◆ What this task involves: Collect every line of the items that contains the string "road", and copy each one. Case counts.

◆ Collection entries:
>> BEGIN
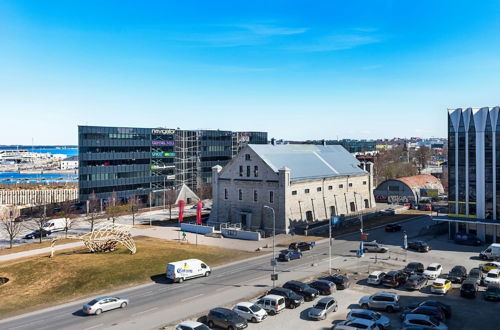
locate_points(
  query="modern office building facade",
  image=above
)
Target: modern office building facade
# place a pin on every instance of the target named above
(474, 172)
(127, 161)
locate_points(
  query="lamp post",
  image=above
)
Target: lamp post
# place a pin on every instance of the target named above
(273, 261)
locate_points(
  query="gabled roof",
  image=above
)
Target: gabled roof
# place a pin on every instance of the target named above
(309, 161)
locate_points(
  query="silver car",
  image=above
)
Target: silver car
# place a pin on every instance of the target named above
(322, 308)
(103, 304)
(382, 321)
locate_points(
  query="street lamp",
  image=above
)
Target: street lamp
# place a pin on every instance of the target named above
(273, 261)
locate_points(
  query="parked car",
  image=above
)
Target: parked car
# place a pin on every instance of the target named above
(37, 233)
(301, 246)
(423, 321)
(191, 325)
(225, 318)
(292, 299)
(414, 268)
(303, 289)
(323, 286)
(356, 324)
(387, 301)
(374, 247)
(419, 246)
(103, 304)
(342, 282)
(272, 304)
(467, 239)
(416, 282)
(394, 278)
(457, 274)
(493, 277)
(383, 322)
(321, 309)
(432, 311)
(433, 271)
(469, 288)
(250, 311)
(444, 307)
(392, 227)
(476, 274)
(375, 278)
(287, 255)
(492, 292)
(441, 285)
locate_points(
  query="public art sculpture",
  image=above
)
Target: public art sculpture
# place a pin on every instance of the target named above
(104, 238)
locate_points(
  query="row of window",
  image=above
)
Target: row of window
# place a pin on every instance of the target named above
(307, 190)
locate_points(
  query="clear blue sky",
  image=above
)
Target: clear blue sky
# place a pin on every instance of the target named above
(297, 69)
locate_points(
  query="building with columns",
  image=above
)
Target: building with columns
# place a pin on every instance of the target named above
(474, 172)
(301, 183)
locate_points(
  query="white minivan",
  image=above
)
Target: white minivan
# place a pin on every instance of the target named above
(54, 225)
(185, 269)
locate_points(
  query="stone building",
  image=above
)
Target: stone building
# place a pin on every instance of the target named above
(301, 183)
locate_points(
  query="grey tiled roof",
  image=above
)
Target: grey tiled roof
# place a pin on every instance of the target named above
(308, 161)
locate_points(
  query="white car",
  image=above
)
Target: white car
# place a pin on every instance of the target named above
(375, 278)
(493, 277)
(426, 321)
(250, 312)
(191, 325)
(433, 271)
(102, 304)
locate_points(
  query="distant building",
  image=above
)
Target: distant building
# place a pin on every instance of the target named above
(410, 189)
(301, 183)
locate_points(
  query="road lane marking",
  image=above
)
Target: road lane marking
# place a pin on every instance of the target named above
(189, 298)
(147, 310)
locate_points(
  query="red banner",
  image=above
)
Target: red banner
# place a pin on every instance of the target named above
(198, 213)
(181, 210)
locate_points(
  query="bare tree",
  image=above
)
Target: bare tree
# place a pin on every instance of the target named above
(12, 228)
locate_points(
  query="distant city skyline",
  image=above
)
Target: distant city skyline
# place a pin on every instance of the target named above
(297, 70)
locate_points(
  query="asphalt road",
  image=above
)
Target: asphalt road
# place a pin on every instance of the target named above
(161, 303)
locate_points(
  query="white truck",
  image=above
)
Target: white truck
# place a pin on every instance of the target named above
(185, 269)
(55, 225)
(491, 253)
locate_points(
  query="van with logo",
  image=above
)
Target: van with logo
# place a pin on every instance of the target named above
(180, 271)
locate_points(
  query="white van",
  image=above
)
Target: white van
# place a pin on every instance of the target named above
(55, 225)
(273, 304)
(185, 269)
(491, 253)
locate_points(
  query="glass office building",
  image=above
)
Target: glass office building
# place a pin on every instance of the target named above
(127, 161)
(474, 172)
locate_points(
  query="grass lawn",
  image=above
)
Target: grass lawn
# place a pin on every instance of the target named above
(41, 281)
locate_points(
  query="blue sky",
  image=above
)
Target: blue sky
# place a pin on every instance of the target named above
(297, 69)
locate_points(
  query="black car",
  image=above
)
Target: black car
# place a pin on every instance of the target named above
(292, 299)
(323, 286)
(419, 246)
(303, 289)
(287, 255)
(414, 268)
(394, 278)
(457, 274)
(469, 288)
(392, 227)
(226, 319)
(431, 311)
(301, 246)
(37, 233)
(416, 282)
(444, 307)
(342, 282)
>> END
◆ The answer:
  query="road lane marking",
Target: road lane marking
  query="asphalt road",
Target: asphalt road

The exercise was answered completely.